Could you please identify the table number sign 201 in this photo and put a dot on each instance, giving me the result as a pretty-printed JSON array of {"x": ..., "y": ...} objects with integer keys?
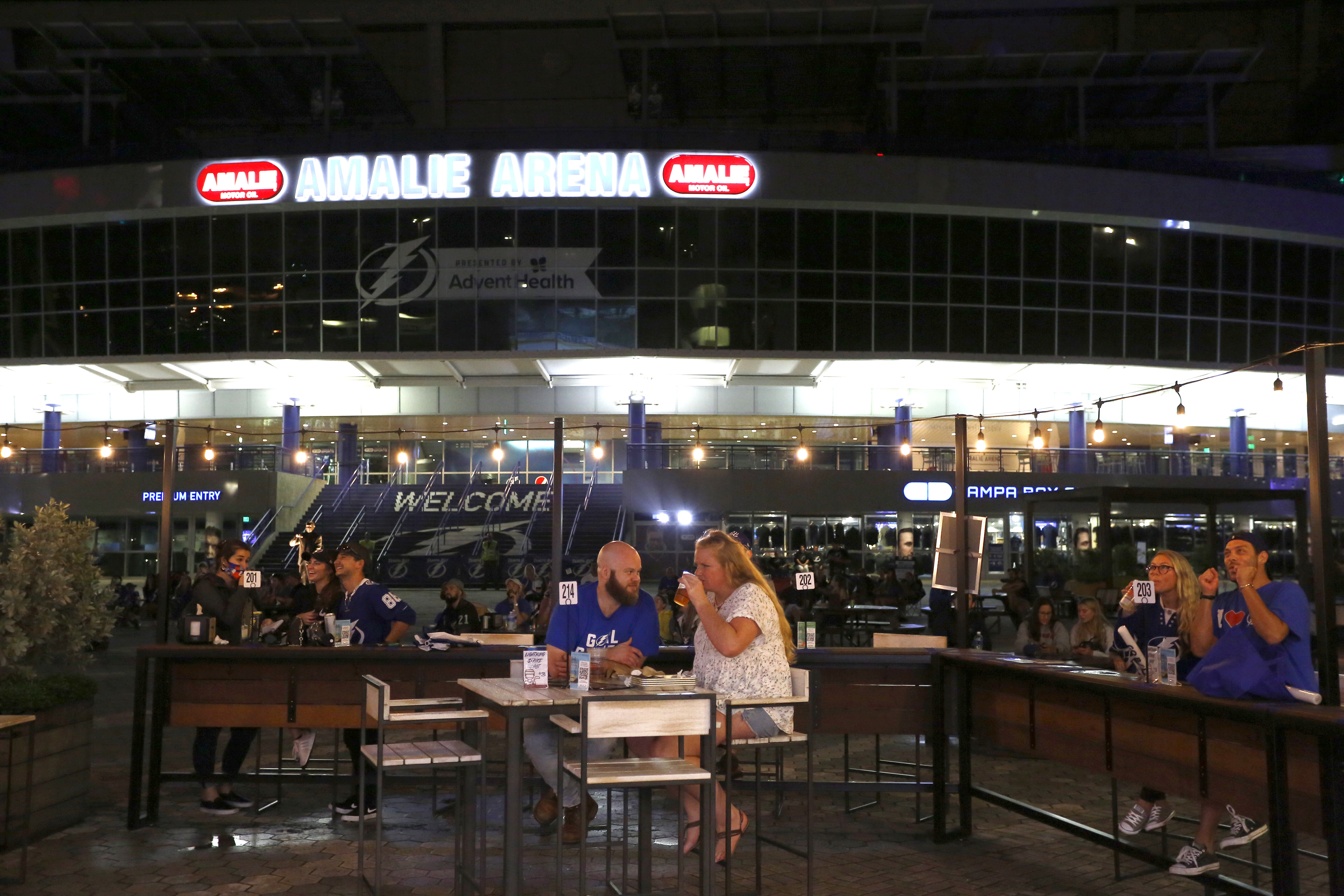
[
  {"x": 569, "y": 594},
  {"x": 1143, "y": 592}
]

- What you will do
Each line of the data must be transcribed exactly; pictures are not carried over.

- Exercise result
Could you please identify the table number sign 201 in this photo and put a dot on each instance, giving me the result as a pretty-printed JSON array of {"x": ..., "y": ...} objects with integer keys?
[
  {"x": 569, "y": 594},
  {"x": 1143, "y": 592}
]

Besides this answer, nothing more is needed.